Exercise A
Type out the passage on child benefit under Regulation 1408/71 word for word, in full.
Exercise B
Put everything in the records from the line containing "--target white race bib" down to the line containing "[[[159,136],[173,139],[176,136],[177,123],[177,121],[162,118]]]", both included, into a JSON list of strings with one string per line and blank lines left out. Include only those lines.

Page extract
46. Decision No 147 of 10 October 1990 of the Administrative Commission of the European Communities on Social Security for Migrant Workers concerning the application of Article 76 of Regulation (EEC) No 1408/71, [1990] OJ L235/21, (“Decision No 147”) provides for a procedure under which the competent institution can determine whether the suspension provisions of Article 76 apply. It involves communications between the social security institutions of the two countries concerned using Form E411. I am not told whether that procedure has been used by HMRC, and I think it likely that it has not, since HMRC appears to have concluded that the claimant was not self-employed in Spain.
47. What is clear from this analysis is that we need to know the ages and paternity of the three children in respect of whom child benefit was in payment in Great Britain. None of that information is available from the file I have. We also need to know whether the claimant’s partner was entitled to claim family benefits or family allowances for the children in Spain. That turns on whether the children were regarded under Spanish legislation as members of the family of the claimant’s partner.
What is the position under Regulation 1408/71 if the claimant was not self-employed in the United Kingdom following her move to Spain?
48. If it is established that the claimant was not self-employed in the United Kingdom following her move to Spain, then a question arises as to whether the claimant was self-employed in Spain. If that is the case, then Spain would become the competent State under Article 13(2)(b). It is perfectly possible that the circumstances might point to the business being operated in Spain even though the properties which were being let were in the United Kingdom.
49. Where the business was carried on (if it was carried on) is a question of fact to be determined in the light of all the circumstances. That is why HMRC asked the claimant about how she conducted her business after the move to Spain. Plainly the management of properties in England is significant, as, I would have thought, is how they were let. For example, if they were let to residents of Spain for holidays in England, that would suggest a closer link with Spain. Conversely, if they were let in England to those resident in England, that would point to a closer link with England.

Material to process
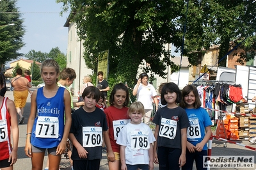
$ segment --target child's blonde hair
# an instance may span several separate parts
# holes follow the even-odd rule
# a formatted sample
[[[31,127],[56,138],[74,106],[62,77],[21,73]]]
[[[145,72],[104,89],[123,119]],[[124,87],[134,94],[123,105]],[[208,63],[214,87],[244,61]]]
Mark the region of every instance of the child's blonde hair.
[[[86,82],[92,82],[92,77],[89,75],[84,75],[84,79]]]
[[[135,102],[129,107],[128,114],[135,112],[140,112],[143,116],[145,114],[144,105],[141,102]]]

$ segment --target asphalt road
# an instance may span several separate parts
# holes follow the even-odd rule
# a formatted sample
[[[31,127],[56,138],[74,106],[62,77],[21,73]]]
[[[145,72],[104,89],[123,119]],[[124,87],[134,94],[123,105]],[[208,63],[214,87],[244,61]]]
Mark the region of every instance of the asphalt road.
[[[33,89],[31,89],[32,91]],[[6,91],[5,97],[8,97],[11,100],[13,100],[12,91]],[[76,98],[74,98],[76,100]],[[24,170],[24,169],[31,169],[31,159],[28,157],[24,153],[24,147],[26,142],[26,134],[28,123],[28,118],[30,114],[30,96],[28,97],[27,103],[24,108],[25,117],[24,122],[22,125],[19,125],[19,150],[18,150],[18,160],[13,166],[13,169],[15,170]],[[256,144],[252,144],[247,141],[236,141],[242,144],[243,145],[250,146],[253,148],[256,148]],[[219,156],[249,156],[249,155],[256,155],[255,150],[250,150],[244,146],[239,146],[238,144],[227,143],[227,147],[224,148],[224,142],[221,141],[214,140],[212,145],[212,155],[219,155]],[[102,159],[100,162],[100,170],[108,169],[108,162],[106,159],[106,153],[102,153]],[[46,165],[47,156],[45,155],[44,158],[44,167]],[[70,166],[68,159],[62,156],[61,164],[60,165],[60,169],[68,169],[68,167]],[[250,169],[256,170],[256,160],[254,159],[254,167],[253,168],[221,168],[221,169]],[[154,169],[158,169],[158,166],[155,165]],[[195,166],[193,169],[196,169]],[[211,169],[220,169],[220,168],[211,168]]]

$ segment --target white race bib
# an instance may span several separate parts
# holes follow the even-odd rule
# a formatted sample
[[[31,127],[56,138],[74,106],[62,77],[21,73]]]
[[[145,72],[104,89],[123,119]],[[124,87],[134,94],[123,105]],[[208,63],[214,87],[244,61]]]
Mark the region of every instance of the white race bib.
[[[102,144],[102,128],[97,127],[83,127],[83,146],[95,147]]]
[[[113,128],[114,129],[114,137],[115,140],[117,139],[118,134],[121,129],[127,124],[131,120],[113,120]]]
[[[0,120],[0,143],[6,141],[8,139],[6,120]]]
[[[187,130],[187,137],[189,139],[201,138],[198,118],[189,118],[189,120],[190,127],[188,127]]]
[[[38,116],[36,126],[36,137],[58,138],[58,118]]]
[[[148,150],[150,147],[148,132],[131,132],[131,147],[132,150]]]
[[[159,136],[173,139],[176,136],[177,123],[177,121],[162,118]]]

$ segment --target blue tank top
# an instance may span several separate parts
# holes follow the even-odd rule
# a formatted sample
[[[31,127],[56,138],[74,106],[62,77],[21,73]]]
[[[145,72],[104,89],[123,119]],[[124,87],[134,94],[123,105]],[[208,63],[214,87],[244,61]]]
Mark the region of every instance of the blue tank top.
[[[64,132],[64,91],[59,87],[54,97],[44,97],[43,88],[37,90],[37,116],[33,125],[31,143],[41,148],[58,146]]]

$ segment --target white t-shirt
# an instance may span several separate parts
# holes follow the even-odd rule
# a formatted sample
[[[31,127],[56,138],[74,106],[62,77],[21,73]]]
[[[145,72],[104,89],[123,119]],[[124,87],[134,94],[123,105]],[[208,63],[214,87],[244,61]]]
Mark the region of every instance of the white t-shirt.
[[[148,149],[154,141],[156,139],[148,125],[128,123],[121,129],[116,143],[126,146],[125,164],[137,165],[149,164]]]
[[[137,84],[134,89],[136,86]],[[137,91],[137,101],[141,102],[143,104],[145,109],[152,110],[153,109],[152,97],[157,95],[156,89],[152,84],[148,83],[148,85],[145,87],[140,83]]]

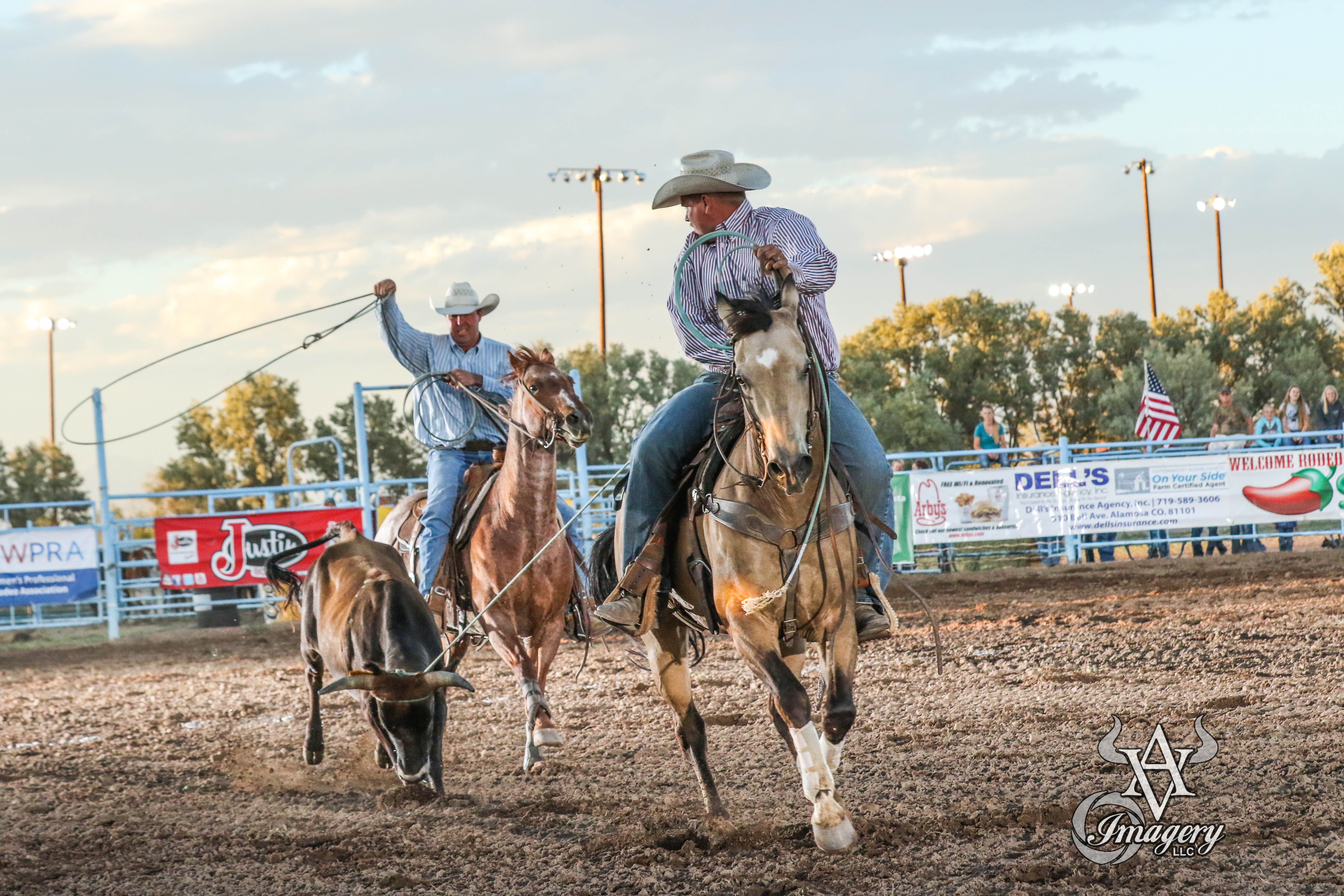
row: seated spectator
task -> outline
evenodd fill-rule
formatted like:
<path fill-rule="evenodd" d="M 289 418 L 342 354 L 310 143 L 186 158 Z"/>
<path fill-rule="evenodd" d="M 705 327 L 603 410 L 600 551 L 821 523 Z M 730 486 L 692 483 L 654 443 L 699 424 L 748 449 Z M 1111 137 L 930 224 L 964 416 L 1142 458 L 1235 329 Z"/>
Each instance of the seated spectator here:
<path fill-rule="evenodd" d="M 1293 433 L 1305 433 L 1312 429 L 1312 408 L 1302 400 L 1301 386 L 1288 387 L 1288 395 L 1284 396 L 1284 403 L 1278 406 L 1278 419 L 1284 424 L 1284 433 L 1288 434 L 1285 439 L 1286 445 L 1306 443 L 1306 438 L 1293 435 Z"/>
<path fill-rule="evenodd" d="M 1278 419 L 1274 402 L 1265 402 L 1265 407 L 1261 408 L 1259 415 L 1255 418 L 1255 435 L 1261 437 L 1255 439 L 1255 447 L 1278 447 L 1284 443 L 1284 439 L 1263 437 L 1281 434 L 1282 431 L 1284 420 Z"/>
<path fill-rule="evenodd" d="M 1340 402 L 1339 390 L 1327 386 L 1321 392 L 1321 403 L 1312 408 L 1312 429 L 1317 433 L 1344 430 L 1344 402 Z M 1313 439 L 1317 445 L 1325 442 L 1339 442 L 1339 433 L 1335 435 L 1320 435 Z"/>
<path fill-rule="evenodd" d="M 976 423 L 973 447 L 980 451 L 980 466 L 989 466 L 991 462 L 1005 466 L 1004 457 L 999 453 L 988 453 L 982 449 L 1003 447 L 1004 424 L 995 419 L 995 408 L 985 404 L 980 408 L 980 422 Z"/>

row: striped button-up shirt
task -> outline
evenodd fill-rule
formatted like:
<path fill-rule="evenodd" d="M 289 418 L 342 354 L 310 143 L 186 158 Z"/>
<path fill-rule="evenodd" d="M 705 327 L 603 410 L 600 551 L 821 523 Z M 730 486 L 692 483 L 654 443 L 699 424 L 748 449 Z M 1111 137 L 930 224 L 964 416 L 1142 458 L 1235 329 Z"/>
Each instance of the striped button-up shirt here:
<path fill-rule="evenodd" d="M 513 369 L 504 343 L 482 336 L 464 352 L 448 333 L 425 333 L 407 324 L 395 294 L 380 301 L 375 313 L 387 348 L 415 376 L 462 369 L 481 375 L 480 391 L 493 394 L 489 398 L 503 402 L 513 395 L 504 382 Z M 472 439 L 504 441 L 476 402 L 442 380 L 425 380 L 415 390 L 415 438 L 433 449 L 457 449 Z"/>
<path fill-rule="evenodd" d="M 750 201 L 743 201 L 715 230 L 732 230 L 746 234 L 758 246 L 769 243 L 784 250 L 785 258 L 793 267 L 794 282 L 798 285 L 802 321 L 812 341 L 817 344 L 821 365 L 832 373 L 839 369 L 840 343 L 827 313 L 827 290 L 836 282 L 836 257 L 817 236 L 817 228 L 812 222 L 788 208 L 753 208 Z M 684 253 L 695 239 L 694 232 L 688 234 L 681 251 Z M 761 262 L 745 249 L 732 251 L 739 246 L 742 240 L 731 236 L 711 239 L 696 246 L 681 270 L 681 301 L 685 302 L 687 314 L 707 336 L 723 343 L 730 343 L 731 339 L 723 321 L 719 320 L 714 290 L 719 289 L 726 296 L 737 297 L 746 292 L 742 287 L 745 283 L 762 282 Z M 723 261 L 724 257 L 727 261 Z M 680 259 L 677 255 L 677 261 Z M 675 278 L 676 266 L 672 271 Z M 726 371 L 732 364 L 731 351 L 706 345 L 695 330 L 685 325 L 676 310 L 675 290 L 668 297 L 668 313 L 672 314 L 672 326 L 676 328 L 676 336 L 687 357 L 719 371 Z"/>

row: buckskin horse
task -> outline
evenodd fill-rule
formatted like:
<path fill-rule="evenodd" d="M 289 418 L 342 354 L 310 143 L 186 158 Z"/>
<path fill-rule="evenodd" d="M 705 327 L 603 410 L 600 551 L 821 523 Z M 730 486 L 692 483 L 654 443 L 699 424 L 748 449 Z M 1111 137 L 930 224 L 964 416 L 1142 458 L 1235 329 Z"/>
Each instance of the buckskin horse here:
<path fill-rule="evenodd" d="M 509 361 L 515 390 L 507 416 L 508 447 L 499 478 L 481 505 L 465 559 L 472 607 L 523 693 L 527 713 L 523 768 L 531 770 L 544 759 L 543 744 L 563 743 L 546 703 L 546 674 L 559 650 L 566 607 L 578 584 L 578 557 L 570 540 L 562 536 L 546 547 L 560 529 L 555 510 L 555 442 L 562 438 L 573 447 L 587 442 L 593 414 L 575 394 L 574 380 L 555 367 L 548 351 L 519 348 L 509 352 Z M 423 500 L 425 492 L 402 498 L 383 521 L 378 539 L 388 544 L 398 539 L 414 544 L 415 508 Z M 445 563 L 453 562 L 453 551 L 450 544 L 444 553 Z M 402 556 L 414 563 L 406 553 Z M 495 600 L 500 588 L 528 562 L 532 564 L 517 582 Z M 441 568 L 434 582 L 442 580 Z M 445 609 L 445 614 L 452 611 L 452 606 Z M 579 611 L 583 611 L 582 604 Z M 449 669 L 457 668 L 466 647 L 465 638 L 457 642 L 449 653 Z"/>
<path fill-rule="evenodd" d="M 300 583 L 280 564 L 327 541 L 335 541 Z M 282 551 L 266 562 L 266 580 L 276 594 L 302 595 L 300 656 L 308 666 L 308 736 L 304 762 L 323 760 L 320 699 L 336 690 L 360 693 L 364 713 L 378 736 L 374 762 L 396 768 L 410 786 L 429 778 L 444 793 L 444 688 L 472 685 L 439 665 L 434 618 L 402 559 L 386 544 L 370 541 L 348 521 L 325 537 Z M 341 677 L 323 688 L 323 672 Z"/>
<path fill-rule="evenodd" d="M 781 283 L 777 300 L 774 309 L 771 300 L 718 296 L 719 317 L 734 343 L 734 371 L 724 394 L 741 392 L 746 429 L 723 455 L 716 478 L 703 482 L 703 492 L 692 489 L 689 498 L 679 493 L 683 497 L 675 501 L 680 508 L 669 505 L 665 512 L 672 514 L 665 529 L 672 588 L 667 591 L 661 574 L 646 579 L 642 642 L 659 690 L 676 715 L 677 739 L 695 768 L 706 811 L 727 818 L 706 754 L 704 721 L 691 693 L 685 657 L 691 630 L 679 606 L 698 609 L 699 622 L 708 615 L 727 627 L 738 654 L 770 695 L 771 720 L 797 760 L 802 793 L 813 805 L 816 844 L 839 850 L 855 841 L 849 815 L 836 802 L 835 775 L 855 719 L 859 641 L 853 592 L 862 555 L 852 505 L 836 478 L 839 465 L 829 465 L 823 481 L 818 470 L 825 467 L 813 463 L 812 449 L 820 455 L 825 443 L 825 384 L 798 326 L 798 290 L 792 275 Z M 715 435 L 719 426 L 716 419 Z M 814 508 L 812 537 L 804 541 Z M 617 584 L 621 528 L 618 520 L 593 551 L 590 567 L 601 595 L 612 594 Z M 790 594 L 788 576 L 800 551 Z M 707 576 L 695 572 L 698 557 L 712 571 L 712 606 L 704 602 Z M 626 576 L 638 576 L 638 560 L 632 563 Z M 656 613 L 652 622 L 650 613 Z M 804 639 L 817 645 L 825 678 L 820 737 L 806 688 L 798 681 L 806 657 Z"/>

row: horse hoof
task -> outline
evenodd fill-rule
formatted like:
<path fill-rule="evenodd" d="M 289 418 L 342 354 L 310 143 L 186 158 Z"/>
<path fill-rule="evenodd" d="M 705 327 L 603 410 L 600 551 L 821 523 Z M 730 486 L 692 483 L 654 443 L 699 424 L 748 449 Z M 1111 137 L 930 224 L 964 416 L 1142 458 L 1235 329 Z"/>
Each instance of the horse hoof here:
<path fill-rule="evenodd" d="M 564 735 L 559 728 L 538 728 L 532 732 L 532 743 L 538 747 L 559 747 L 564 743 Z"/>
<path fill-rule="evenodd" d="M 827 791 L 817 794 L 812 809 L 812 838 L 828 853 L 849 849 L 857 840 L 849 813 Z"/>

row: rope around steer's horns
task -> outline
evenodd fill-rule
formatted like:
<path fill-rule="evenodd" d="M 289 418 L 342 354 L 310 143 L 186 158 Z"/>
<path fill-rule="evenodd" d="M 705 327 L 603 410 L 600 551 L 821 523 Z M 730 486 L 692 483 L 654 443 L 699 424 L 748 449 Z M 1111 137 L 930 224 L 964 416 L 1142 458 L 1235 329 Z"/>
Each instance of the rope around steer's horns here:
<path fill-rule="evenodd" d="M 452 650 L 457 645 L 458 641 L 461 641 L 462 638 L 466 637 L 466 633 L 470 630 L 470 627 L 473 625 L 476 625 L 477 622 L 481 621 L 481 617 L 485 615 L 485 611 L 489 610 L 491 607 L 493 607 L 495 602 L 504 596 L 504 592 L 508 591 L 513 586 L 513 583 L 517 582 L 523 576 L 523 574 L 527 572 L 532 567 L 534 563 L 536 563 L 536 559 L 539 556 L 542 556 L 543 553 L 546 553 L 546 549 L 548 547 L 551 547 L 551 544 L 555 543 L 555 539 L 558 539 L 562 535 L 564 535 L 564 531 L 569 529 L 571 525 L 574 525 L 574 520 L 579 519 L 579 516 L 583 513 L 583 510 L 587 510 L 590 506 L 593 506 L 593 501 L 597 501 L 599 497 L 602 497 L 602 492 L 606 490 L 606 486 L 612 485 L 612 482 L 616 482 L 616 477 L 618 477 L 622 473 L 625 473 L 625 470 L 628 470 L 629 466 L 630 466 L 629 461 L 626 461 L 625 463 L 622 463 L 621 467 L 616 473 L 612 474 L 612 478 L 609 478 L 606 482 L 603 482 L 602 488 L 599 488 L 597 492 L 593 493 L 593 497 L 590 497 L 587 500 L 587 504 L 585 504 L 583 506 L 581 506 L 578 509 L 578 512 L 575 512 L 575 514 L 573 517 L 570 517 L 570 521 L 566 523 L 564 525 L 562 525 L 560 529 L 559 529 L 559 532 L 556 532 L 555 535 L 552 535 L 547 540 L 547 543 L 543 544 L 536 551 L 536 553 L 532 555 L 532 559 L 528 560 L 527 563 L 524 563 L 523 568 L 519 570 L 513 575 L 512 579 L 509 579 L 508 582 L 504 583 L 504 587 L 499 590 L 499 594 L 496 594 L 493 598 L 491 598 L 491 602 L 487 603 L 484 607 L 481 607 L 481 611 L 476 614 L 476 618 L 472 619 L 470 622 L 468 622 L 466 625 L 464 625 L 462 630 L 457 633 L 457 637 L 453 638 L 452 641 L 449 641 L 448 646 L 444 647 L 444 650 L 437 657 L 434 657 L 433 660 L 430 660 L 430 664 L 427 666 L 425 666 L 425 672 L 429 672 L 430 669 L 433 669 L 435 662 L 438 662 L 439 660 L 442 660 L 448 654 L 448 652 Z"/>

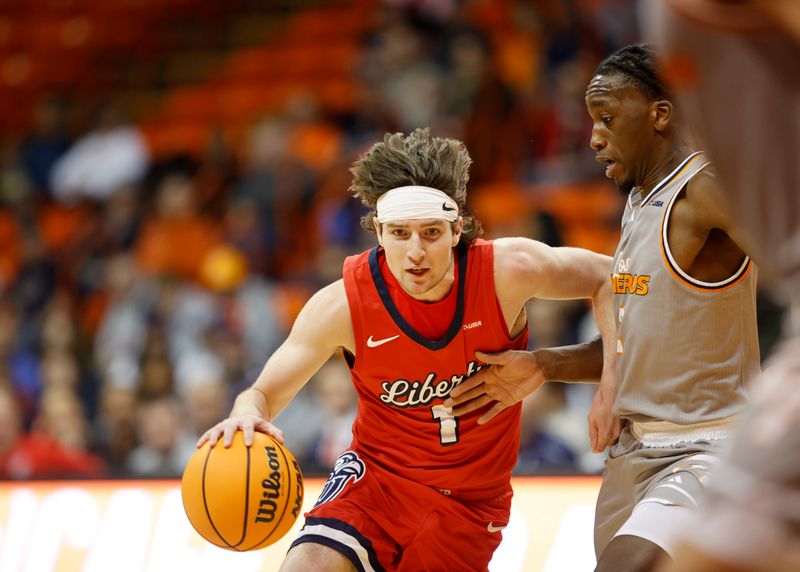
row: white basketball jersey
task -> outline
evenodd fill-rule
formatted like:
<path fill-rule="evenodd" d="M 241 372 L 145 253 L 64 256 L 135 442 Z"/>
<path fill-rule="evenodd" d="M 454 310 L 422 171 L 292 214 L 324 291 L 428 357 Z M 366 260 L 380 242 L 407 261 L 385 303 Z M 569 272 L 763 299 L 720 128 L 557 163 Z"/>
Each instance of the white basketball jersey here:
<path fill-rule="evenodd" d="M 633 421 L 688 425 L 735 415 L 759 372 L 755 266 L 745 257 L 727 279 L 701 282 L 675 262 L 667 240 L 676 200 L 707 165 L 693 153 L 625 207 L 612 276 L 615 411 Z"/>

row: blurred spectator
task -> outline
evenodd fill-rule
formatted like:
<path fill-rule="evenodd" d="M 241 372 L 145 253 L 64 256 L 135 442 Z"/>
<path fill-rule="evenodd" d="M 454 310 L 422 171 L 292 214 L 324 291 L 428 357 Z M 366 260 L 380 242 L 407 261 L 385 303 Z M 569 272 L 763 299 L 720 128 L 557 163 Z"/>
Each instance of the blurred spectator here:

Reply A
46. Decision No 147 of 10 October 1990 of the Administrative Commission of the European Communities on Social Security for Migrant Workers concerning the application of Article 76 of Regulation (EEC) No 1408/71, [1990] OJ L235/21, (“Decision No 147”) provides for a procedure under which the competent institution can determine whether the suspension provisions of Article 76 apply. It involves communications between the social security institutions of the two countries concerned using Form E411. I am not told whether that procedure has been used by HMRC, and I think it likely that it has not, since HMRC appears to have concluded that the claimant was not self-employed in Spain.
47. What is clear from this analysis is that we need to know the ages and paternity of the three children in respect of whom child benefit was in payment in Great Britain. None of that information is available from the file I have. We also need to know whether the claimant’s partner was entitled to claim family benefits or family allowances for the children in Spain. That turns on whether the children were regarded under Spanish legislation as members of the family of the claimant’s partner.
What is the position under Regulation 1408/71 if the claimant was not self-employed in the United Kingdom following her move to Spain?
48. If it is established that the claimant was not self-employed in the United Kingdom following her move to Spain, then a question arises as to whether the claimant was self-employed in Spain. If that is the case, then Spain would become the competent State under Article 13(2)(b). It is perfectly possible that the circumstances might point to the business being operated in Spain even though the properties which were being let were in the United Kingdom.
49. Where the business was carried on (if it was carried on) is a question of fact to be determined in the light of all the circumstances. That is why HMRC asked the claimant about how she conducted her business after the move to Spain. Plainly the management of properties in England is significant, as, I would have thought, is how they were let. For example, if they were let to residents of Spain for holidays in England, that would suggest a closer link with Spain. Conversely, if they were let in England to those resident in England, that would point to a closer link with England.

Reply B
[
  "$ segment --target white race bib",
  "# an instance may span several separate parts",
  "# holes follow the even-odd rule",
  "# a formatted sample",
  "[[[31,127],[56,138],[74,106],[62,77],[21,73]]]",
  "[[[145,72],[104,89],[123,119]],[[124,87],[134,94],[123,105]],[[208,63],[214,87],[244,61]]]",
  "Mark the region of every instance of the white race bib.",
  "[[[102,144],[102,128],[97,127],[83,127],[83,146],[95,147]]]",
  "[[[113,128],[114,129],[114,137],[115,140],[117,139],[118,134],[121,129],[127,124],[131,120],[113,120]]]",
  "[[[0,120],[0,143],[6,141],[8,139],[6,120]]]",
  "[[[187,130],[187,137],[189,139],[201,138],[198,118],[189,118],[189,120],[190,127],[188,127]]]",
  "[[[38,116],[36,126],[36,137],[58,138],[58,118]]]",
  "[[[148,150],[150,147],[148,132],[131,132],[131,147],[132,150]]]",
  "[[[159,136],[173,139],[176,136],[177,123],[177,121],[162,118]]]"
]